QUOTED PASSAGE
# How do you create the rough cut mill looking texture?



## Danestar

Without running boards to a mill are there methods used to create the rough cut and rough scraped wood. Similar to the texturized hard wood flooring seen in custom homes. Was curious how people are achieving this on hard wood. Anyone know the process?

Thanks


----------



## lew

How about sand/soda blasting the surface?


----------



## Danestar

Ahhhh now that makes sense.


----------



## uffitze

There are probably a lot of different systems all of which give a slightly different look.

Some ideas …


When you flatten the initial face of a board on the jointer, take just enough passes to get the board to sit flat. (That's proper jointer technique anyway.) Then when you plane the board to thickness, take all of your passes off of the other side. This will leave a board with some mill marks, and some smooth spots on your show side. The obvious drawback to this idea is that the board cup/twist/bow due to the taking all of your planing passes from the same side. But, then again, if you T&G it, and nail it to a floor, it's probably not going anywhere.
Build yourself a "surfacing" machine not unlike the drum sanders that some of the guys here have built, but with a circular arbor, and some sort of cutting or grinding attachment to give the sawmill look. (Sounds dangerous.) Joint/plane as normal and send your boards through your surfacing machine.
A variation on the surfacing machine idea … get yourself a crappy table saw with a dull blade that will leave lots of marks, set up some featherboards so you can run your stock through on edge, put the guards on the saw. Again, joint/plane as normal to get even stock.

SHORT PROBLEM 1
Please repeat the part of the rough-cut wood texture thread from "Build yourself a" up to and including "get even stock.".
SHORT PROBLEM 2
Select every line of the entries that contains the word "pants", matching case.

Location annotation dataset excerpts

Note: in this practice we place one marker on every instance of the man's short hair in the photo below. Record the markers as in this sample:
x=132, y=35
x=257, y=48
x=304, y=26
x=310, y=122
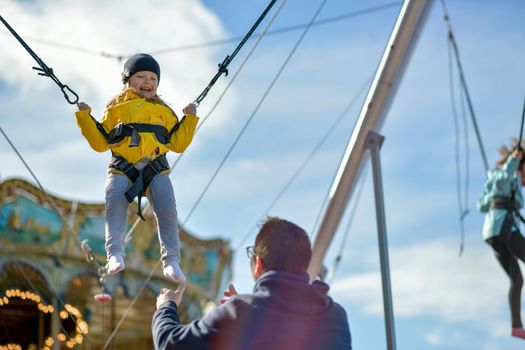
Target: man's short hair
x=283, y=246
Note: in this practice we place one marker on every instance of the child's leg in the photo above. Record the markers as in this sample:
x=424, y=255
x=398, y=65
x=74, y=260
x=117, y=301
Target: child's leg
x=162, y=198
x=512, y=269
x=116, y=219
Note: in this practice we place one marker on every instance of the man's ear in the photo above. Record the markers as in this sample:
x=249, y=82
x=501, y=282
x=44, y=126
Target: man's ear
x=258, y=268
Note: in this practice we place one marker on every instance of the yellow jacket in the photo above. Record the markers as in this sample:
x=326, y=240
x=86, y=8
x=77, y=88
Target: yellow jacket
x=134, y=109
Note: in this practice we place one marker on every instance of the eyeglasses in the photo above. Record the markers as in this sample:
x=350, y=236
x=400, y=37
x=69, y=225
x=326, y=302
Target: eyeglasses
x=249, y=252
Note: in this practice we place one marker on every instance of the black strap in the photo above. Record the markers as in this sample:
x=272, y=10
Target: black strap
x=508, y=204
x=223, y=67
x=177, y=126
x=44, y=69
x=133, y=130
x=140, y=179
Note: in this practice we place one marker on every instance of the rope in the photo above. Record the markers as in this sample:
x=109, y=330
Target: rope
x=253, y=114
x=120, y=57
x=230, y=83
x=339, y=256
x=521, y=127
x=117, y=327
x=223, y=67
x=464, y=85
x=129, y=234
x=44, y=69
x=307, y=160
x=462, y=205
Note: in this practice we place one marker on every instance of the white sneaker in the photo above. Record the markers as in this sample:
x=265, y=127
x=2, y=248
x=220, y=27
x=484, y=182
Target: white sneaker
x=115, y=264
x=173, y=272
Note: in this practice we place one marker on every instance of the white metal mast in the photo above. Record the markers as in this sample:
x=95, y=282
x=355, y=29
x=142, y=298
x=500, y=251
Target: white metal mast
x=389, y=73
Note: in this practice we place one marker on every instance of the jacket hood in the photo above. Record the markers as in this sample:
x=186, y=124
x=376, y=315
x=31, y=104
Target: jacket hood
x=293, y=292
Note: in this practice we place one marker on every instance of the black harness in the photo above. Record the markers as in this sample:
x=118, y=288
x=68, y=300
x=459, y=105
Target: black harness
x=133, y=131
x=140, y=179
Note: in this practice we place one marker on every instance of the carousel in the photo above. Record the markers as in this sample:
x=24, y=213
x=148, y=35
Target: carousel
x=53, y=290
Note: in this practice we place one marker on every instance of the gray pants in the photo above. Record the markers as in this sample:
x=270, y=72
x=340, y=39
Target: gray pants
x=161, y=196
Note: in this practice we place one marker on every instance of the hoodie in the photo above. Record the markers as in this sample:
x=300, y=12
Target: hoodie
x=285, y=311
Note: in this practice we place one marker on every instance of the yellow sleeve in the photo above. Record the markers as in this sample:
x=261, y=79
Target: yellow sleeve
x=89, y=128
x=182, y=137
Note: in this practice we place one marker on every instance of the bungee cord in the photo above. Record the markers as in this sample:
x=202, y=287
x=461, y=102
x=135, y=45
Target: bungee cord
x=463, y=81
x=306, y=161
x=44, y=70
x=462, y=202
x=120, y=57
x=223, y=67
x=219, y=99
x=248, y=121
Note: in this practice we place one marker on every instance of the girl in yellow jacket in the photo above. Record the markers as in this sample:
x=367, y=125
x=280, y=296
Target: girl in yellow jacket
x=140, y=128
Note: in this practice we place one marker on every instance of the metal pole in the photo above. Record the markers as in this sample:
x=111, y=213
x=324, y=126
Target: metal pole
x=373, y=142
x=389, y=73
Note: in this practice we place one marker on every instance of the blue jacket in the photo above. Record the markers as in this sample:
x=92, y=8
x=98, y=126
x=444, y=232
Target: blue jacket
x=284, y=312
x=500, y=182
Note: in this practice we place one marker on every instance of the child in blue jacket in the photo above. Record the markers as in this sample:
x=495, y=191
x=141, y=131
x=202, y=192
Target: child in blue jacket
x=502, y=200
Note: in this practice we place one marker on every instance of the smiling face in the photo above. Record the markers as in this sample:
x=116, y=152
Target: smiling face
x=145, y=83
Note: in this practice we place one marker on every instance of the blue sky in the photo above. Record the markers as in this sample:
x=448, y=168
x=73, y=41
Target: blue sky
x=441, y=300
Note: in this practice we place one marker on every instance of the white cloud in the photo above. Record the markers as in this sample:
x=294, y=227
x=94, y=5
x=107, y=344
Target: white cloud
x=431, y=280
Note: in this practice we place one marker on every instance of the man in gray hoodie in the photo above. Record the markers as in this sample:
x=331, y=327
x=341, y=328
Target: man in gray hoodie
x=285, y=310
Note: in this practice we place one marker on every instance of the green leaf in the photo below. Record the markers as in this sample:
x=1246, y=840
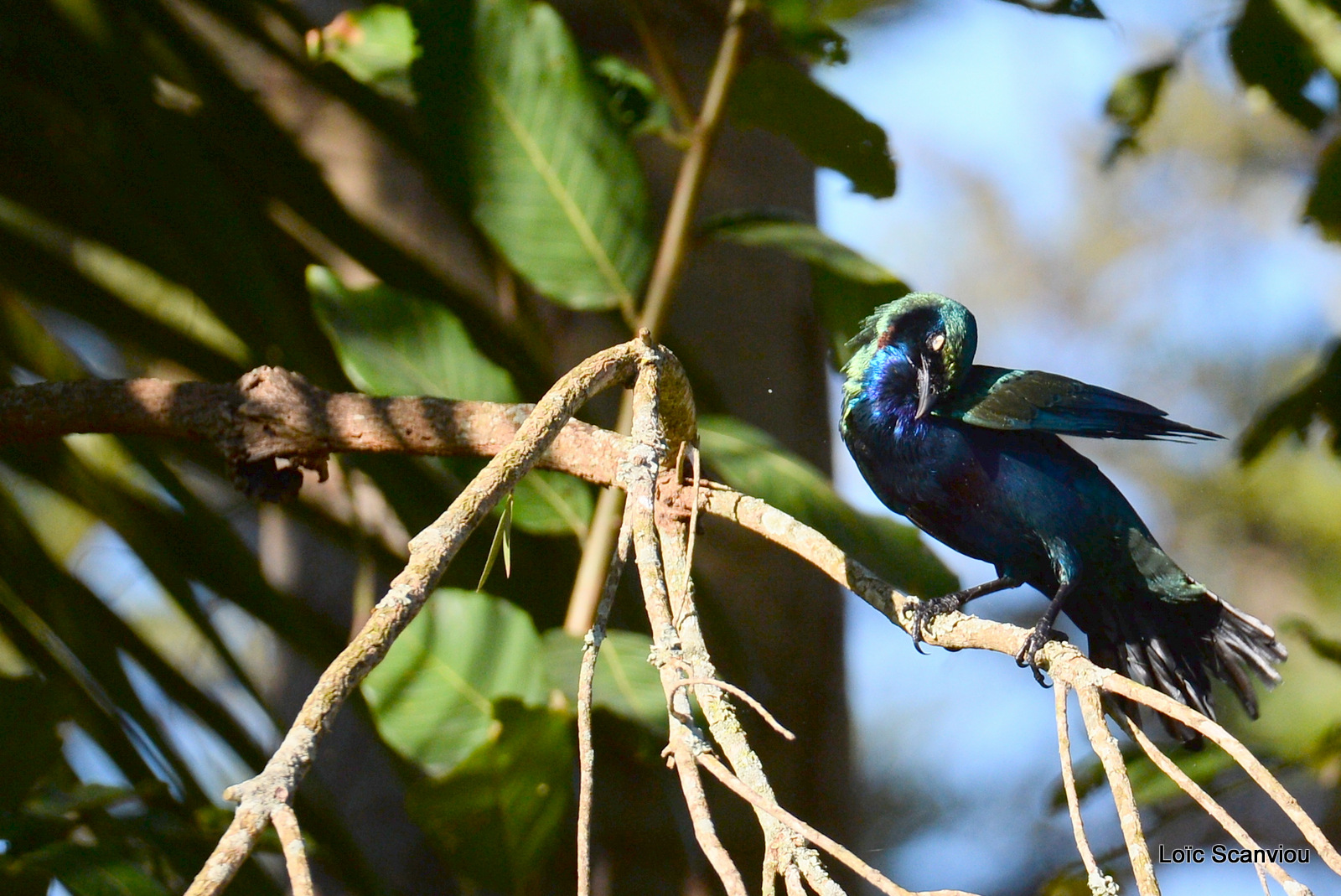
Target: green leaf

REPLY 1
Build yourself a "surfacing" machine not unlike the drum sanders that some of the guys here have built, but with a circular arbor, and some sort of cutting or grinding attachment to give the sawmill look. (Sounds dangerous.) Joint/plane as normal and send your boards through your surfacing machine.
A variation on the surfacing machine idea … get yourself a crappy table saw with a dull blade that will leave lots of marks, set up some featherboards so you can run your stock through on edge, put the guards on the saw. Again, joint/plane as normal to get even stock.

REPLY 2
Note: in this practice we place one marker on every instance of the gray pants in the photo above. Record the markers as in this sample:
Target: gray pants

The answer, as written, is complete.